--- Start Page ---

# When should we start flyball and agility



## familydag5 (Jan 24, 2015)

Hi, my puppy will be 8 months when classes start back up again at the training facility where we have been taking basic obedience classes, and though I am feeling excited and ready to start flyball or agility I am just not sure if the timing is right. Loki LOVES tug and to play ball and learns very quickly but I don't want to jump the gun and start him too early if he is not ready. And I am wondering if there is something I can be doing instead to help prepare him for these sport environments. I do get him out in the world in as many environments as possible and he is doing great.

The couple times we practiced restrained recalls in our OB class Loki did great, nothing could distract him and he couldn't get back to me fast enough but when the other dogs took their turns Loki was very excited, very vocal, like screaming lol, trying to pull and hard to distract. The trainers did invite us to these classes and see him as a great prospect but as far as agility goes they warned that there will be a lot of waiting to take his turn which could be hard for him and in flyball I can only assume there is that high energy that really gets him going. 

Right now I am leaning towards flyball, I know we will both love it and I was told there is plenty of foundation work to do without hurting his joints, and my feeling is that perhaps this could be a good environment to work on overly excited Loki as I THINK this behavior is not all that uncommon here? If 8 months is too early what is a good age to start both agility and flyball?

Any insight and thoughts would be greatly appreciated!! Thank you!!!


----------



## Mary Beth (Apr 17, 2010)

From these 2 articles on flyball Puppy Training Performance Sports and on agility 3. Start Early | Dog Training | Animal Planet a young dog can start at 6 months or earlier but the classes need to be geared to the age level.


----------



## familydag5 (Jan 24, 2015)

Thank you for sharing these articles, Mary Beth, very helpful!


----------



## Momto2GSDs (Mar 22, 2012)

At our training facility, pups are started with agility after a couple of rounds of puppy classes. I believe our last one started agility basics at about 20 weeks old.

We do half a class of "Beginner Agility Basics" and half a class of "Beginner Obedience Basics". 

Beginner agility consists of things like:
*Tunnel: the "tunnel" is collapsed as far as it can, so it looks like the size of a large tire. The instructor holds the pup on a leash at one end of the tunnel, the puppy parent goes to the other end of the tunnel, and while holding a "high value" thing for that particular puppy, either a favorite toy or high value food treat, and calls the puppy enthusiastically to come through the tunnel. When the pup comes through praise and reward is given.

--- End Page ---

* **Prompt**
In the forum thread above, at about what age did the most recent pup at Momto2GSDs's training facility start agility basics?

--- Start Recorded information ---

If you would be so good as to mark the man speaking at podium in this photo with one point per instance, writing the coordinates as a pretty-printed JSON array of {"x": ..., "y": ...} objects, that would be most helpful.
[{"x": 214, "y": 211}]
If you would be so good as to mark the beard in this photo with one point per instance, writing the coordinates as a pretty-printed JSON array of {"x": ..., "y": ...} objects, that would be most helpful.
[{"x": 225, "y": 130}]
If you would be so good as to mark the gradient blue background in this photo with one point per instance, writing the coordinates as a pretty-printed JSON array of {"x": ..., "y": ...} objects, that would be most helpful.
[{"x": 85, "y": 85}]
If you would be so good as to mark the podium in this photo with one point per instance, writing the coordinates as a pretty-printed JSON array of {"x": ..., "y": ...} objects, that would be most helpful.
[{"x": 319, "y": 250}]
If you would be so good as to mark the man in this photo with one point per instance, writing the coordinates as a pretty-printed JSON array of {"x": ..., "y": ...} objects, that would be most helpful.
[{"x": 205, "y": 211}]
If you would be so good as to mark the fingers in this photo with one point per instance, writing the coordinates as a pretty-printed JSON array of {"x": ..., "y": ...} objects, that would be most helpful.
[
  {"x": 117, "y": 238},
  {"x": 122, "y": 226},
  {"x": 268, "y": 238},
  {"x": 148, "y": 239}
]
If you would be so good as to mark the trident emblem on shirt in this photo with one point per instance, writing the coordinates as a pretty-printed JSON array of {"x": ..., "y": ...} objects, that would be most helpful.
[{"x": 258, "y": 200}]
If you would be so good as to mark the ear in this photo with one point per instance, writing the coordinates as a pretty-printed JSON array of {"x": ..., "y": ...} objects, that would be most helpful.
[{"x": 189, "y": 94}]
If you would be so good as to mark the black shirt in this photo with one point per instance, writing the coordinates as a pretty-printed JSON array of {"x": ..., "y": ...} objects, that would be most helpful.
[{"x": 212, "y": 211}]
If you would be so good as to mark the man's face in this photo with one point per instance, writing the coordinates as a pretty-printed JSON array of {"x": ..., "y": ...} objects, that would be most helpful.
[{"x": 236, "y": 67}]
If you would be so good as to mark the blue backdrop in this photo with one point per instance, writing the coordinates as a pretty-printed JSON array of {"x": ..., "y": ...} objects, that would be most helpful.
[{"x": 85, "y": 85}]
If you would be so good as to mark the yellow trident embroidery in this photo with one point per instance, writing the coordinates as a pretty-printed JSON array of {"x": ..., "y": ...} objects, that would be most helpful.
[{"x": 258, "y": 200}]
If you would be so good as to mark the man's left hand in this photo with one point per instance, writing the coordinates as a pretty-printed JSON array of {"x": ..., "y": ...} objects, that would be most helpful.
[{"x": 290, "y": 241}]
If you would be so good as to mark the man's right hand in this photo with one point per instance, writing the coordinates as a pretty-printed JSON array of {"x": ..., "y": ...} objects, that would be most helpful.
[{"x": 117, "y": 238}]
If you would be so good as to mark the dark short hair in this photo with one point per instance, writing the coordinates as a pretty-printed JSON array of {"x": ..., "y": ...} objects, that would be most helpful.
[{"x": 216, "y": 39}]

--- End Recorded information ---

* **Response to the exercise**
About 20 weeks old.